> [WORK ORDER] Please set down each record exactly as it appears, but leave out any pictures.

> [DATA FOR REVIEW]
--- START ---
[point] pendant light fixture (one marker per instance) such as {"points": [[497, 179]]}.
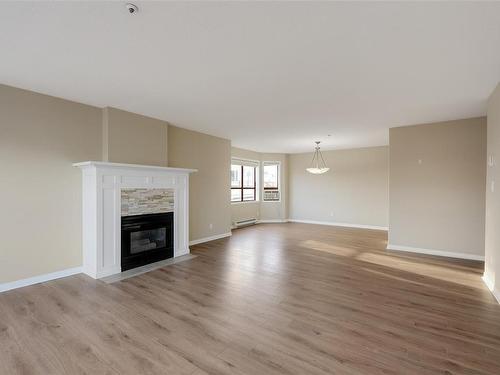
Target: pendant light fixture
{"points": [[318, 165]]}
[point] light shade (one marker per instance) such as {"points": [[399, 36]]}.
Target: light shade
{"points": [[318, 165]]}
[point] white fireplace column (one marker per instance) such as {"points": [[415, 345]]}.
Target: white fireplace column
{"points": [[101, 198]]}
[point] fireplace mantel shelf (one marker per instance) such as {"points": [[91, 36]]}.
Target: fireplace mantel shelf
{"points": [[102, 184], [104, 164]]}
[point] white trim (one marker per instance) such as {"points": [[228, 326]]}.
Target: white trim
{"points": [[439, 253], [245, 202], [349, 225], [105, 164], [211, 238], [272, 221], [490, 284], [39, 279]]}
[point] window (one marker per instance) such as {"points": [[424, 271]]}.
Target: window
{"points": [[271, 176], [243, 183], [271, 181]]}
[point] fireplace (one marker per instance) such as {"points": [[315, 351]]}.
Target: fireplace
{"points": [[146, 239]]}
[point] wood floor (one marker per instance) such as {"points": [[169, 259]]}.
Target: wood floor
{"points": [[272, 299]]}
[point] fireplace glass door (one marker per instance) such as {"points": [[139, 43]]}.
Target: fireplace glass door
{"points": [[147, 239]]}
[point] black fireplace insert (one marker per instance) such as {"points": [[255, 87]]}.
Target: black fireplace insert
{"points": [[147, 239]]}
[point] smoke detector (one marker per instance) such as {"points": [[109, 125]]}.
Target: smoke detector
{"points": [[132, 8]]}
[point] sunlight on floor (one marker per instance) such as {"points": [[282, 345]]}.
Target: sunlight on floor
{"points": [[327, 248], [458, 276]]}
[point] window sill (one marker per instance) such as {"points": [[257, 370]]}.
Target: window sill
{"points": [[245, 202]]}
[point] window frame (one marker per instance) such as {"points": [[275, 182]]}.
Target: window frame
{"points": [[271, 164], [278, 164], [242, 187]]}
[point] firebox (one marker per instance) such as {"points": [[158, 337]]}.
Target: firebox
{"points": [[147, 239]]}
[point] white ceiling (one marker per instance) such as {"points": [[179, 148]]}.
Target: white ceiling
{"points": [[270, 76]]}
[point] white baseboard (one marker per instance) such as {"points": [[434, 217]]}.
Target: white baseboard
{"points": [[39, 279], [211, 238], [348, 225], [272, 221], [488, 280], [439, 253]]}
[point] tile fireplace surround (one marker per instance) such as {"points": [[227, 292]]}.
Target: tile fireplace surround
{"points": [[102, 184]]}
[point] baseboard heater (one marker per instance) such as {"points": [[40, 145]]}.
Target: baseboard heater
{"points": [[245, 223]]}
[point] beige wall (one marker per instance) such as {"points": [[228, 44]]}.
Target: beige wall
{"points": [[492, 241], [270, 211], [132, 138], [439, 202], [354, 191], [209, 194], [40, 137]]}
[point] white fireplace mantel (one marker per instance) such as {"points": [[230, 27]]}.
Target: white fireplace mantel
{"points": [[102, 183]]}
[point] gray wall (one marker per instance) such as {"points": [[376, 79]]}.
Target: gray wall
{"points": [[439, 202], [492, 242], [354, 191]]}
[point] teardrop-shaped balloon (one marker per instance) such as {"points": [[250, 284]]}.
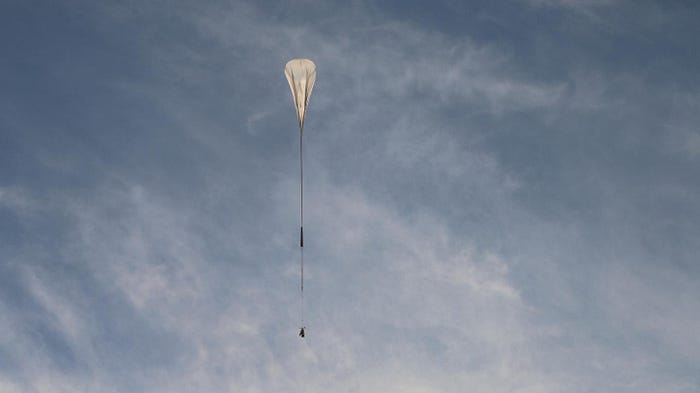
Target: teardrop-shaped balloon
{"points": [[301, 75]]}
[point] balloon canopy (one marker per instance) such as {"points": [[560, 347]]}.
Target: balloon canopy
{"points": [[301, 75]]}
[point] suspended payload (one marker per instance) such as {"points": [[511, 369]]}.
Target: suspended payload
{"points": [[301, 75]]}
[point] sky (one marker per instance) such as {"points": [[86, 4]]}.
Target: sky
{"points": [[499, 196]]}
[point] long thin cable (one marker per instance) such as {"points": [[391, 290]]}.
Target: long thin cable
{"points": [[301, 232]]}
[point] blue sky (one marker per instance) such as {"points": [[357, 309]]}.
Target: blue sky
{"points": [[500, 197]]}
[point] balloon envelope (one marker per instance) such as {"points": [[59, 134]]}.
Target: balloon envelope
{"points": [[301, 75]]}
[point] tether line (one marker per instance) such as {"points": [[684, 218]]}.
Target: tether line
{"points": [[301, 232]]}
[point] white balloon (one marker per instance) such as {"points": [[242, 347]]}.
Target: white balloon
{"points": [[301, 75]]}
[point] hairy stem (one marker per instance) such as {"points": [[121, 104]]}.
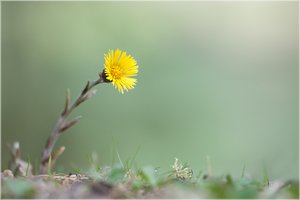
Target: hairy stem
{"points": [[62, 124]]}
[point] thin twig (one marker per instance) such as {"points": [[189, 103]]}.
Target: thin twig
{"points": [[62, 123]]}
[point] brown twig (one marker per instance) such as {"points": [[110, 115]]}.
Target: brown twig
{"points": [[62, 123]]}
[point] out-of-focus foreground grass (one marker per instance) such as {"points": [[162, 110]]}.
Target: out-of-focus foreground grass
{"points": [[217, 79]]}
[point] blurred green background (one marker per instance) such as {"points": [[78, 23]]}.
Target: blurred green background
{"points": [[216, 79]]}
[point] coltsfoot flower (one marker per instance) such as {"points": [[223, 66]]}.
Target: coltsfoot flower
{"points": [[181, 171], [119, 68]]}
--- END ---
> [WRITTEN RESPONSE]
[point] pendant light fixture (one marker per instance) such as {"points": [[497, 179]]}.
Target: pendant light fixture
{"points": [[318, 165]]}
[point] light shade (one marker per instance) such as {"points": [[399, 36]]}.
Target: light shade
{"points": [[318, 165]]}
[point] white fireplace column (one marker per instance) such as {"points": [[415, 345]]}.
Target: white fireplace column
{"points": [[101, 198]]}
[point] fireplace mantel shelf (one marker per instance) such as {"points": [[91, 36]]}.
Target: fireplace mantel shelf
{"points": [[102, 184], [104, 164]]}
[point] white trim (one marker per instance) such as {"points": [[228, 326]]}.
Target: white trim
{"points": [[439, 253], [245, 202], [349, 225], [105, 164], [211, 238], [272, 221], [490, 284], [39, 279]]}
[point] window (one marker per instance) such as {"points": [[424, 271]]}.
Target: window
{"points": [[271, 176], [243, 183], [271, 181]]}
[point] fireplace (one marker per instance) such as {"points": [[315, 351]]}.
Target: fireplace
{"points": [[146, 239]]}
[point] wood floor (one marker per instance) such as {"points": [[169, 259]]}.
Target: wood floor
{"points": [[272, 299]]}
[point] fireplace glass door (one marker per instance) such as {"points": [[139, 43]]}.
Target: fireplace glass door
{"points": [[147, 239]]}
[point] black fireplace insert (one marker per instance) such as {"points": [[255, 87]]}.
Target: black fireplace insert
{"points": [[147, 239]]}
[point] smoke detector (one marker per instance) such as {"points": [[109, 125]]}.
Target: smoke detector
{"points": [[132, 8]]}
[point] sunlight on floor (one marker per instance) such as {"points": [[282, 345]]}.
Target: sunlight on floor
{"points": [[327, 248], [458, 276]]}
[point] window sill (one marker per instance) such as {"points": [[257, 370]]}.
Target: window sill
{"points": [[245, 202]]}
[point] window frame (one marker per instance) such as {"points": [[275, 182]]}.
Target: window frame
{"points": [[271, 164], [278, 164], [242, 187]]}
[point] firebox (one marker per instance) such as {"points": [[158, 337]]}.
Target: firebox
{"points": [[147, 239]]}
[point] white ceiling (one marker per instance) such as {"points": [[179, 148]]}.
Target: white ceiling
{"points": [[270, 76]]}
[point] white baseboard (one marker per instance) such as {"points": [[434, 217]]}.
Target: white baseboard
{"points": [[39, 279], [211, 238], [348, 225], [272, 221], [488, 280], [439, 253]]}
[point] tile fireplace surround (one marker per instance) such as {"points": [[227, 292]]}.
Target: tile fireplace surround
{"points": [[102, 184]]}
[point] baseboard heater (one marker per instance) such as {"points": [[40, 145]]}.
Target: baseboard heater
{"points": [[245, 223]]}
[point] beige wall (one marker per instance) such as {"points": [[228, 44]]}.
Target: beige wall
{"points": [[492, 241], [270, 211], [132, 138], [439, 202], [354, 191], [209, 194], [40, 137]]}
[point] white fireplace mantel (one marker per instance) such as {"points": [[230, 27]]}.
Target: white fireplace mantel
{"points": [[102, 183]]}
[point] gray wall (one marker per instance) such as {"points": [[376, 79]]}.
Target: gray wall
{"points": [[439, 202], [492, 242], [354, 191]]}
[point] teardrop-shaped balloon (one marker per instance) such as {"points": [[250, 284]]}.
Target: teardrop-shaped balloon
{"points": [[301, 75]]}
[point] balloon canopy (one marker per instance) such as {"points": [[560, 347]]}.
Target: balloon canopy
{"points": [[301, 75]]}
[point] suspended payload (one marker per instance) such as {"points": [[511, 369]]}.
Target: suspended payload
{"points": [[301, 75]]}
[point] sky (one marker per instance) such as {"points": [[86, 4]]}.
Target: sky
{"points": [[499, 196]]}
[point] long thin cable (one marker per instance) such as {"points": [[391, 290]]}.
Target: long thin cable
{"points": [[301, 232]]}
[point] blue sky (one marker per instance) such as {"points": [[357, 309]]}.
Target: blue sky
{"points": [[500, 197]]}
[point] balloon envelope (one marker per instance) such as {"points": [[59, 134]]}.
Target: balloon envelope
{"points": [[301, 75]]}
[point] tether line (one marker per instance) such as {"points": [[684, 218]]}.
Target: tether line
{"points": [[301, 232]]}
[point] white balloon (one marker per instance) such as {"points": [[242, 347]]}.
Target: white balloon
{"points": [[301, 75]]}
[point] hairy stem (one marker per instance) such as {"points": [[121, 104]]}.
Target: hairy stem
{"points": [[62, 124]]}
[point] thin twig (one marker per instance) such as {"points": [[189, 103]]}.
Target: thin twig
{"points": [[62, 123]]}
[point] brown twig (one marker per instance) such as {"points": [[110, 115]]}.
Target: brown twig
{"points": [[62, 123]]}
[point] out-of-focus foreground grass (one marker per instance) such as {"points": [[162, 110]]}.
Target: out-of-focus foreground grass
{"points": [[217, 79]]}
[point] blurred green background (one marker per instance) such as {"points": [[78, 23]]}.
Target: blurred green background
{"points": [[216, 79]]}
[point] coltsfoot flower (one marker per instance) such as {"points": [[223, 66]]}.
Target: coltsfoot flower
{"points": [[181, 171], [119, 68]]}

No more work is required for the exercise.